Re: [ovs-dev] [RFC ovn] Multi-chassis port + MTU behavior

2022-10-17 Thread Ihar Hrachyshka
Initial (incomplete) approach to the idea can be seen here:

https://patchwork.ozlabs.org/project/ovn/patch/20221017210546.120517-1-ihrac...@redhat.com/

There are lots of missing parts still (support for one of two
directions only; there's some issue with local port size check to
investigate; geneve info leaking into embedded ICMP error packet;
missing IPv6 support to name a few). Posted to gather thoughts on
local delivery issue / controller action definition.

Please take a look if you have spare cycles.

Thanks,
Ihar

On Thu, Jul 21, 2022 at 11:22 AM Ihar Hrachyshka  wrote:
>
> On Wed, Jul 20, 2022 at 3:45 PM Numan Siddique  wrote:
> >
> > On Mon, Jul 18, 2022 at 7:44 PM Ihar Hrachyshka  wrote:
> > >
> > > Hi folks,
> > >
> > > looking for some advices on MTU / IP behavior for multi-chassis ports.
> > >
> > > 22.06 got the new multichassis port concept introduced where the same
> > > port may be present on multiple chassis, which can be used as a
> > > performance optimization for VM live migration, among other things.
> > > Migration with sub-0.1ms network downtime is achieved by cloning all
> > > traffic directed towards a multichassis port to all its locations,
> > > making all chassis hosting it receive relevant traffic at any given
> > > moment until migration is complete.

MATERIAL:
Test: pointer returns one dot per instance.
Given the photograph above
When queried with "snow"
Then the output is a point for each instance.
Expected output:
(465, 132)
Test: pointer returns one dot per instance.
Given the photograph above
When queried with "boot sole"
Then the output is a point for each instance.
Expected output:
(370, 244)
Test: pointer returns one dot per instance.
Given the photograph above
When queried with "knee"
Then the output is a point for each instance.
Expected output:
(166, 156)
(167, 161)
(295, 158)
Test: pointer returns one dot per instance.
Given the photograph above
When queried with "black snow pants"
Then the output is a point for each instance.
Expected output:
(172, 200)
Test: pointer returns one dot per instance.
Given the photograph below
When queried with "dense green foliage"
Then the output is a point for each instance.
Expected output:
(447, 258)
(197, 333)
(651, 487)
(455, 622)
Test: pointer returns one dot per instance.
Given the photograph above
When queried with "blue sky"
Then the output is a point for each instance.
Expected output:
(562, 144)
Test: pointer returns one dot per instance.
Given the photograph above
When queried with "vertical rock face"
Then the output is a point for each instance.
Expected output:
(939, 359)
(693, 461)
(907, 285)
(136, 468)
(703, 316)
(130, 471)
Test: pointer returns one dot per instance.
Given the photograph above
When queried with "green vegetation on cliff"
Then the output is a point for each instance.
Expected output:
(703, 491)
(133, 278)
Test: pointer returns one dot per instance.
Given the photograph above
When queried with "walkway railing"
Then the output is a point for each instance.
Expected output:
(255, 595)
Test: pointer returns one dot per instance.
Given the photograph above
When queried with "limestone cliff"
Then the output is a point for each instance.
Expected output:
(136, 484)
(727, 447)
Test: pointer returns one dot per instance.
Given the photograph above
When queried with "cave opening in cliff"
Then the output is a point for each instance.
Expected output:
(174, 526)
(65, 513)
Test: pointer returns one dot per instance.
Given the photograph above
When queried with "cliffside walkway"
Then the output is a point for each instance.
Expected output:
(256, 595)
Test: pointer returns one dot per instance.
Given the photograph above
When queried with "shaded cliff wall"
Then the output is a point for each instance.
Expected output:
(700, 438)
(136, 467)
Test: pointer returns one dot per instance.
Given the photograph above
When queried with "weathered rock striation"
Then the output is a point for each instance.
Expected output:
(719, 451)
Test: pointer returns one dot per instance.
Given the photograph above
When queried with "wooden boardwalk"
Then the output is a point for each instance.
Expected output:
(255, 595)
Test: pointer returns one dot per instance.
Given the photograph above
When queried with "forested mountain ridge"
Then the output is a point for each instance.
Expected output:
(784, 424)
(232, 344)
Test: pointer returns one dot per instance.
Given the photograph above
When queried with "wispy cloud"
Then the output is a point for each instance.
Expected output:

STATED TASK: Copy out the part of the multi-chassis port thread that starts at the words "Re: [ovs-dev] [RFC" and stops after "controller action definition.". Nothing in the listing is needed here.

EXERCISE SOLUTION:
Re: [ovs-dev] [RFC ovn] Multi-chassis port + MTU behavior

2022-10-17 Thread Ihar Hrachyshka
Initial (incomplete) approach to the idea can be seen here:

https://patchwork.ozlabs.org/project/ovn/patch/20221017210546.120517-1-ihrac...@redhat.com/

There are lots of missing parts still (support for one of two
directions only; there's some issue with local port size check to
investigate; geneve info leaking into embedded ICMP error packet;
missing IPv6 support to name a few). Posted to gather thoughts on
local delivery issue / controller action definition.